The task. Without the pictures, copy all the entries below exactly.

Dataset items
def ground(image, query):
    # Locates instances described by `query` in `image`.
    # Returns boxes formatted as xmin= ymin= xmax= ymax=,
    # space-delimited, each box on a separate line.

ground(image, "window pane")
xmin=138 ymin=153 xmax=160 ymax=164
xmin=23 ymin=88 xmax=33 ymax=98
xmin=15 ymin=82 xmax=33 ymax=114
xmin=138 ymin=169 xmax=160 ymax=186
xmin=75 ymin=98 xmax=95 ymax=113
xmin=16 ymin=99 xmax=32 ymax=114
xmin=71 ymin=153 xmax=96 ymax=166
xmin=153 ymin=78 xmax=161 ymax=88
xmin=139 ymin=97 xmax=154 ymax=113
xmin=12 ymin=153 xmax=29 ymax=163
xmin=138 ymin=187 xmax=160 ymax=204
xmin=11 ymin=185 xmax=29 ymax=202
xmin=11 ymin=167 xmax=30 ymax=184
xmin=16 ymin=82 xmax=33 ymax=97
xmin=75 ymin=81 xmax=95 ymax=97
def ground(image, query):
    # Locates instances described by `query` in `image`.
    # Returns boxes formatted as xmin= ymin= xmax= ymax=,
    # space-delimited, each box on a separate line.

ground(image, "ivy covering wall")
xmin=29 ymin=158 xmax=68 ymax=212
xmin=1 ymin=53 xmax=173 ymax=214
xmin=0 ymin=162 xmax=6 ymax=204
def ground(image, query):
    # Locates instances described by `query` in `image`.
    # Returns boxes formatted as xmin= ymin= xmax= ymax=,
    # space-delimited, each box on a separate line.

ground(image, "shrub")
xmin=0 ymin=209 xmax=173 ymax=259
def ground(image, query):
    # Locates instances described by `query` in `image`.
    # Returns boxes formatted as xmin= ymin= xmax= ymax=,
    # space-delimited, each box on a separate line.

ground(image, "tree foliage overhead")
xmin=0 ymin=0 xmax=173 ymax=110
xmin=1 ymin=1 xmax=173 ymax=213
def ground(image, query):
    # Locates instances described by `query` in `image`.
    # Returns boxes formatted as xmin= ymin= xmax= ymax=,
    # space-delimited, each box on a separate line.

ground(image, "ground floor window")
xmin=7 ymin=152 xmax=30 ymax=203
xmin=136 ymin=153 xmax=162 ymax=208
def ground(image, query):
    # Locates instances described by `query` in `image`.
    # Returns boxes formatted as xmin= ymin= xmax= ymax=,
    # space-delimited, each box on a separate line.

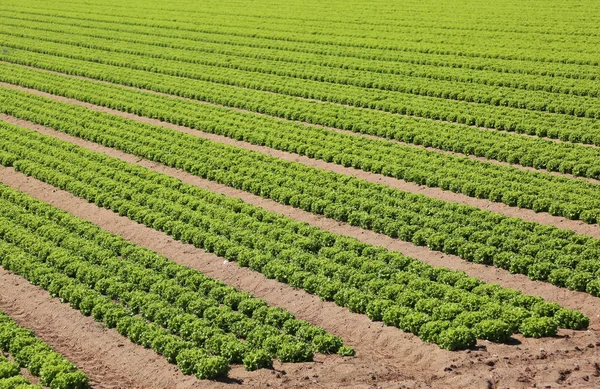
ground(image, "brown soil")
xmin=5 ymin=61 xmax=597 ymax=154
xmin=1 ymin=104 xmax=598 ymax=242
xmin=2 ymin=76 xmax=598 ymax=188
xmin=2 ymin=165 xmax=600 ymax=389
xmin=2 ymin=116 xmax=600 ymax=315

Exercise result.
def ground(image, query):
    # Locates instances described by `query` in `image`.
    # Returns boxes formatted as xmin= ymin= xmax= ymax=,
    # space-delimited, each box on a separate line.

ground(image, "window pane")
xmin=138 ymin=153 xmax=160 ymax=164
xmin=23 ymin=88 xmax=33 ymax=98
xmin=15 ymin=82 xmax=33 ymax=114
xmin=138 ymin=169 xmax=160 ymax=186
xmin=75 ymin=98 xmax=95 ymax=113
xmin=16 ymin=99 xmax=32 ymax=114
xmin=71 ymin=153 xmax=96 ymax=166
xmin=153 ymin=78 xmax=161 ymax=88
xmin=139 ymin=97 xmax=154 ymax=113
xmin=12 ymin=153 xmax=29 ymax=163
xmin=138 ymin=187 xmax=160 ymax=204
xmin=11 ymin=185 xmax=29 ymax=202
xmin=11 ymin=167 xmax=30 ymax=184
xmin=16 ymin=82 xmax=33 ymax=97
xmin=75 ymin=81 xmax=95 ymax=97
def ground(image, query):
    # Locates instances described by `query` in `image`.
    # Returns boxes formatted as xmin= ymin= xmax= ymax=,
    # space-delimited, each box on a separate line.

ground(image, "ivy covering wall")
xmin=29 ymin=158 xmax=68 ymax=212
xmin=1 ymin=53 xmax=173 ymax=214
xmin=0 ymin=162 xmax=6 ymax=204
def ground(image, query):
    # Locates instances described by `query` in `image`.
    # Returns boxes formatted as xmin= ymin= xmax= ymax=,
    # space-delimited, each box on a separate line.

ground(image, "shrub")
xmin=0 ymin=209 xmax=173 ymax=259
def ground(image, query):
    # Locates instances described by `query` in `image`.
    # Returns boxes formatted as xmin= ymin= xmax= ymax=,
    # space-delimited, each box on a separate line.

ground(image, "tree foliage overhead")
xmin=0 ymin=0 xmax=173 ymax=110
xmin=1 ymin=1 xmax=173 ymax=213
def ground(image, query):
    # Locates instances described by `query` in `image`.
    # Returns boxes formatted as xmin= ymin= xmax= ymax=,
    # space-delimited, each box on a separate line.

ground(image, "ground floor window")
xmin=7 ymin=152 xmax=30 ymax=203
xmin=136 ymin=153 xmax=162 ymax=208
def ground(image, query):
    # Locates instances described by `query` in `image`.
    # Returns boxes formatted as xmin= ymin= xmax= ymax=,
    # space-delimited, each box on a separate line.

ground(image, "brown soil")
xmin=5 ymin=61 xmax=597 ymax=154
xmin=1 ymin=104 xmax=598 ymax=242
xmin=2 ymin=76 xmax=598 ymax=188
xmin=2 ymin=165 xmax=600 ymax=389
xmin=2 ymin=116 xmax=600 ymax=315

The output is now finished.